**Deine Aufgabe:**
Gib nur die Anzahl der Zeilen unten an, in denen das Wort „mountain“ vorkommt.

**Gezeigte Zeilen:**
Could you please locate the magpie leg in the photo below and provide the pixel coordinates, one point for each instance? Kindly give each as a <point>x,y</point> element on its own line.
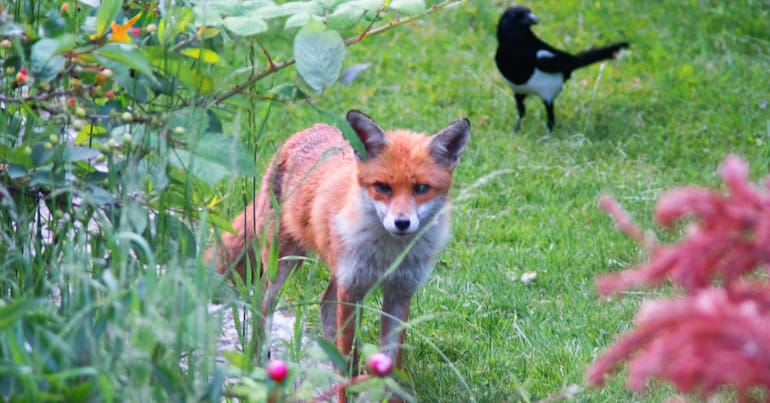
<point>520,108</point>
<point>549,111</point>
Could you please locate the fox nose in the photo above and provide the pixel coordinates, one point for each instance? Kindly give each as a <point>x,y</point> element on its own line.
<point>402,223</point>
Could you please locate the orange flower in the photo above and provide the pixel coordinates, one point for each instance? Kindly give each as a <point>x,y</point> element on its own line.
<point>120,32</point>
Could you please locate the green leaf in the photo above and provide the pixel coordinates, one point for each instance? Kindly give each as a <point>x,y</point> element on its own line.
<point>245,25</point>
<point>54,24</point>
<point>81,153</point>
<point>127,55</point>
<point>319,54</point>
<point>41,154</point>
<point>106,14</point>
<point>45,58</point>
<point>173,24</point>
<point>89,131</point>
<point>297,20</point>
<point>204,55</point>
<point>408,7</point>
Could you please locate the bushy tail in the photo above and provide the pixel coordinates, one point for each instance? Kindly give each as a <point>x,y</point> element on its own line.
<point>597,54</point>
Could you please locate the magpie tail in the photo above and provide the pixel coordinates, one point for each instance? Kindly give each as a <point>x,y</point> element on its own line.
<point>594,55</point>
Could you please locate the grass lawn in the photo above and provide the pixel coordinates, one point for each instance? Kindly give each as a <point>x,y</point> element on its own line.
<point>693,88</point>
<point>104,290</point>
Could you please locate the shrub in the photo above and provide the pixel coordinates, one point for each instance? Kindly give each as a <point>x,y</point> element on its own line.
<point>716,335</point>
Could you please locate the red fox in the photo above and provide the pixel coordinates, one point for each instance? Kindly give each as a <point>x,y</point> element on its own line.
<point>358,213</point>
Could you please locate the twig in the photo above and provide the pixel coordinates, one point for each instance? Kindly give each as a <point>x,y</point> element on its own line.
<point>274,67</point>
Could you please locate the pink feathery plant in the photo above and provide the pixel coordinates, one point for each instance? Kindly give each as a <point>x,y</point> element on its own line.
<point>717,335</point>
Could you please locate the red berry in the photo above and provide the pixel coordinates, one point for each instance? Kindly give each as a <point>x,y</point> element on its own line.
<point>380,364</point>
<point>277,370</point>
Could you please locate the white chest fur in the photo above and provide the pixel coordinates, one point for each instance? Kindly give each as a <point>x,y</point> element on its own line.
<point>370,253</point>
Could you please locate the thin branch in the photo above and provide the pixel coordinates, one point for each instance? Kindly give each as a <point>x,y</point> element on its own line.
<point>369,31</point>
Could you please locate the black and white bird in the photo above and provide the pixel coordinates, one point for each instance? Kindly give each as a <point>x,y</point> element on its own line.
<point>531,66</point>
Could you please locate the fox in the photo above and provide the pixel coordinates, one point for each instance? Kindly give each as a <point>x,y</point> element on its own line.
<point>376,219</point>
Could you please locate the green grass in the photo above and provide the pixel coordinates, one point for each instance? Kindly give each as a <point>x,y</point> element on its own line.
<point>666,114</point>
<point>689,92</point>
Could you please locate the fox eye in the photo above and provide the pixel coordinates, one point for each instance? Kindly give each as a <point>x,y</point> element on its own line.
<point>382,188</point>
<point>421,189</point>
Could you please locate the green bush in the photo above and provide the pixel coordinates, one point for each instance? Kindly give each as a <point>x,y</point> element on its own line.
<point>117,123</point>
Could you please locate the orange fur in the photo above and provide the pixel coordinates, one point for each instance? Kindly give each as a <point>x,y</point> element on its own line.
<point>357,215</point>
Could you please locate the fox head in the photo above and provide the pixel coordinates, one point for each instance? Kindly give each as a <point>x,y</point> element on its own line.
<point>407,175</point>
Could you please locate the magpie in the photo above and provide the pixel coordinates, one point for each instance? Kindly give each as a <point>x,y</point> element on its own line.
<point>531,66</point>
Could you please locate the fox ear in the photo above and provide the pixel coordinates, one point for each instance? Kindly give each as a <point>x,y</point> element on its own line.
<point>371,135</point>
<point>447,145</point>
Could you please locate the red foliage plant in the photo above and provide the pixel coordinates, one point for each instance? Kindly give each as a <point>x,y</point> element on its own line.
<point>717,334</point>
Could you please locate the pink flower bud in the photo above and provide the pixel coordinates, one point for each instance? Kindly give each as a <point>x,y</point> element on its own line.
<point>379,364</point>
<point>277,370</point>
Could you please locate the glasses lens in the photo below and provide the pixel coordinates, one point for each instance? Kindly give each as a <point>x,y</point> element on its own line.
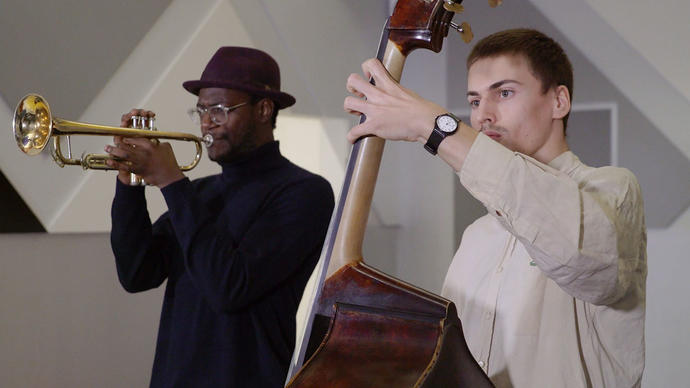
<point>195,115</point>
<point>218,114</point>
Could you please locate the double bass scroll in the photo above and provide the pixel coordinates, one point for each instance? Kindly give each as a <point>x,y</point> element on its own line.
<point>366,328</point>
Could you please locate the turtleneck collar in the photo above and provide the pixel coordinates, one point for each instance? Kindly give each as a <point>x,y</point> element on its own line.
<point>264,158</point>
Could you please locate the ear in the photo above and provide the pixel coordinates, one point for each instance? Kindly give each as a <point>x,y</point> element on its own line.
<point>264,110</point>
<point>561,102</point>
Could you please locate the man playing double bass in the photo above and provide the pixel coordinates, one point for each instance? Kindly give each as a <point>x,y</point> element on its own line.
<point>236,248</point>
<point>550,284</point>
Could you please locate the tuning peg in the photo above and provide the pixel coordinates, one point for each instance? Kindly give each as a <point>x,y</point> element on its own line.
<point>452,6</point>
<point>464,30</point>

...

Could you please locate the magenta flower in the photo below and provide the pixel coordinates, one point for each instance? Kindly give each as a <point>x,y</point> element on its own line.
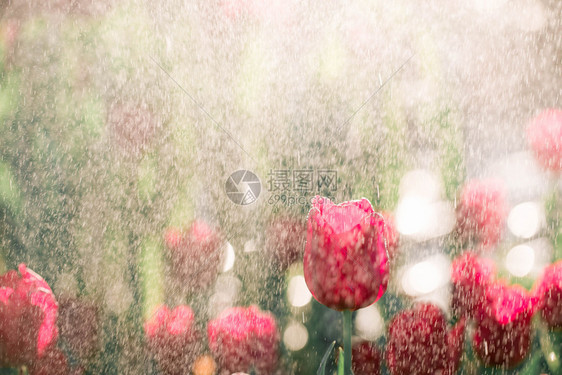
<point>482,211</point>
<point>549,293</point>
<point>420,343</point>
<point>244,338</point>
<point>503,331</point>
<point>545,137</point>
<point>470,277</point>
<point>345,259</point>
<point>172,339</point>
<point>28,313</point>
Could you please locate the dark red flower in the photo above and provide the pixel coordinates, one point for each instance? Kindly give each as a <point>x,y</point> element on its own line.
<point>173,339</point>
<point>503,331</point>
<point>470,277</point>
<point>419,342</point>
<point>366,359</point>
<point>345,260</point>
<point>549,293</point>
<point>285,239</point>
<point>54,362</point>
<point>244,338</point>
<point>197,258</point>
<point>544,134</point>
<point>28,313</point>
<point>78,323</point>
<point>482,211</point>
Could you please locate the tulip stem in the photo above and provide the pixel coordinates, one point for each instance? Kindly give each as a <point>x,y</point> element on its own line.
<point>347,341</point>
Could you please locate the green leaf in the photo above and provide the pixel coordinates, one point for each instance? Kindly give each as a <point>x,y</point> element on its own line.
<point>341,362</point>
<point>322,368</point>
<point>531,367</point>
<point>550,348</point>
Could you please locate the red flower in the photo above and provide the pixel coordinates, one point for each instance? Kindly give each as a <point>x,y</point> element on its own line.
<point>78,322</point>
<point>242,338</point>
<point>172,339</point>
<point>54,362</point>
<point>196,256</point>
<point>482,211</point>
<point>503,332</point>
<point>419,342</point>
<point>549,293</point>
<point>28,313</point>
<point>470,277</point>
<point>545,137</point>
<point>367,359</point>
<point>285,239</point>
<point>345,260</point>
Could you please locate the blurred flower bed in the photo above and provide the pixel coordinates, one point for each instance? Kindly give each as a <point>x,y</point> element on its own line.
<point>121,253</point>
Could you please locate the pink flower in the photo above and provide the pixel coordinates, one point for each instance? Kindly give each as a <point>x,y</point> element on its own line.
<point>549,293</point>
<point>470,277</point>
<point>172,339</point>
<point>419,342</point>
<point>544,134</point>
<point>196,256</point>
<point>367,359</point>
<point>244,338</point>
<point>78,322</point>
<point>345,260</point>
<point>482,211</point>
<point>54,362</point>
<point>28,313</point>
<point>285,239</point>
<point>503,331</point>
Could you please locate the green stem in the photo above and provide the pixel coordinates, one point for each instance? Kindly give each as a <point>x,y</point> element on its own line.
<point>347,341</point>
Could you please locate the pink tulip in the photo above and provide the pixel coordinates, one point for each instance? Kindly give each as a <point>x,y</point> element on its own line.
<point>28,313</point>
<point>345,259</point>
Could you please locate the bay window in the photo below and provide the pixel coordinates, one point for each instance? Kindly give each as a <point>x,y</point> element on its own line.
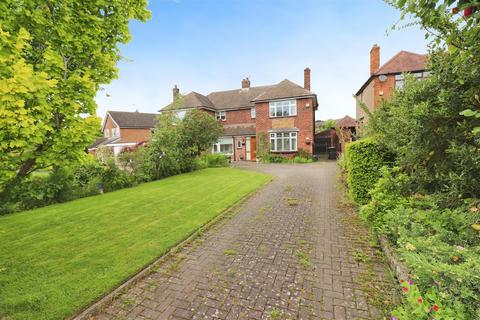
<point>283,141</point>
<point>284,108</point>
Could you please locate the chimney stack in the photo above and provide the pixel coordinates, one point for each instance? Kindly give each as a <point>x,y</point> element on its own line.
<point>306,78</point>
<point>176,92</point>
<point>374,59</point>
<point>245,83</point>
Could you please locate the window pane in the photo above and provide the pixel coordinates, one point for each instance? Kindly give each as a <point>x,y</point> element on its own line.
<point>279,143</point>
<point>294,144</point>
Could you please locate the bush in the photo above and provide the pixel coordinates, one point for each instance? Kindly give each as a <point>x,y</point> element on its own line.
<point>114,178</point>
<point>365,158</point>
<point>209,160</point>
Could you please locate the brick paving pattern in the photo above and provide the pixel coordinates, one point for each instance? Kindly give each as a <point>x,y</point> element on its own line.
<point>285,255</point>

---

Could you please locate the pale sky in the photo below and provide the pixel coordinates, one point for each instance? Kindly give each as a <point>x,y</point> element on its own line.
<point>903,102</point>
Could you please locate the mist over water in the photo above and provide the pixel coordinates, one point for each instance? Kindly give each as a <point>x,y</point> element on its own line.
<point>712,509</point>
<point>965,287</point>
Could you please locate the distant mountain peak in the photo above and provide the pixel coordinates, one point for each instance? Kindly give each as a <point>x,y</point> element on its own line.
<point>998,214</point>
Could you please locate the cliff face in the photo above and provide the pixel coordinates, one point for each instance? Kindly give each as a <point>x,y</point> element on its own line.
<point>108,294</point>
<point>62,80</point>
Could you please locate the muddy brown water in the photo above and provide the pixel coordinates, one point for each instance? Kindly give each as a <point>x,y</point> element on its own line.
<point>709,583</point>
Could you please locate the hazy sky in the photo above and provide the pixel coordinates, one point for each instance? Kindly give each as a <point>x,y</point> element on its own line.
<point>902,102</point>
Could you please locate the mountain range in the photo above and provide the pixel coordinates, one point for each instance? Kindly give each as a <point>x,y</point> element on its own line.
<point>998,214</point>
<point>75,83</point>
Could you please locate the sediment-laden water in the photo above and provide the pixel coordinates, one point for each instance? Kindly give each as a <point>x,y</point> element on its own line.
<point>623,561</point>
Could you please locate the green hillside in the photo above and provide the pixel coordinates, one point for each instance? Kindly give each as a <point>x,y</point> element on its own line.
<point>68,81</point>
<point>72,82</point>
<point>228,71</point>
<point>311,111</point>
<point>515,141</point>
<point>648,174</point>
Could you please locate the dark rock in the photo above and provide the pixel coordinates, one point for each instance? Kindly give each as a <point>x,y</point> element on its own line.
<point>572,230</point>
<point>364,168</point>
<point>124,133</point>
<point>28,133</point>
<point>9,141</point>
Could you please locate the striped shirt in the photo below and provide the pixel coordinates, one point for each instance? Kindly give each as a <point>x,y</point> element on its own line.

**Lösung:**
2